*EXERCISE GOAL*
All the entries need to be quoted exactly, apart from the pictures, which you should drop.

=== DATA TO USE ===

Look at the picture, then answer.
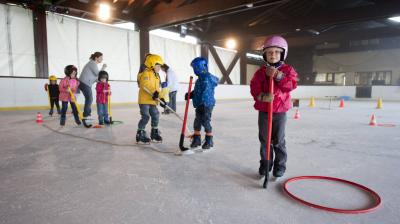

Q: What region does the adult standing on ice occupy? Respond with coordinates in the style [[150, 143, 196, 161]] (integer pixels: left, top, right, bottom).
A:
[[79, 52, 107, 127], [250, 36, 298, 179]]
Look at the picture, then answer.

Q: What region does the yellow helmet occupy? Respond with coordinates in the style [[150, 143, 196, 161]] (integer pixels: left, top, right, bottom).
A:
[[144, 54, 164, 69], [49, 75, 57, 81]]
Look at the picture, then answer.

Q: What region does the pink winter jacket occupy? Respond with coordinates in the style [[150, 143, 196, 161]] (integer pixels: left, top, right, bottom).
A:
[[96, 82, 110, 104], [250, 64, 298, 113], [59, 77, 80, 102]]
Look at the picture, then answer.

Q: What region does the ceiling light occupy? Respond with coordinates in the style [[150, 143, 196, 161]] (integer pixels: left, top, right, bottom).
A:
[[388, 16, 400, 23], [98, 3, 111, 21], [226, 38, 237, 49]]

===

*REPLY*
Look at the picture, then answer.

Q: What region does the adult standing on ice occupy? Respond with coordinates in the style [[150, 143, 196, 161]] (integer pixels: left, top, right, bottom).
A:
[[79, 52, 107, 127], [250, 36, 298, 179]]
Look at the picture, then answer.

Q: What region does the yellow helmet occupy? Respond with coordinates in the style [[150, 143, 196, 161]] (integer pixels: left, top, right, bottom).
A:
[[144, 54, 164, 69], [49, 75, 57, 81]]
Look at the picture, then answer.

Q: What region does the pink winter jacket occupy? Respond with coordinates in the style [[150, 143, 196, 161]] (integer pixels: left, top, right, bottom).
A:
[[96, 82, 110, 104], [250, 64, 298, 113], [59, 77, 80, 102]]
Look at the picture, then answer.

Q: What region does the ceiling light occupy? Respond with coordinates in the style [[150, 143, 196, 161]] (integer pixels: left, top, right, bottom).
A:
[[388, 16, 400, 23], [98, 3, 111, 21], [226, 38, 237, 49]]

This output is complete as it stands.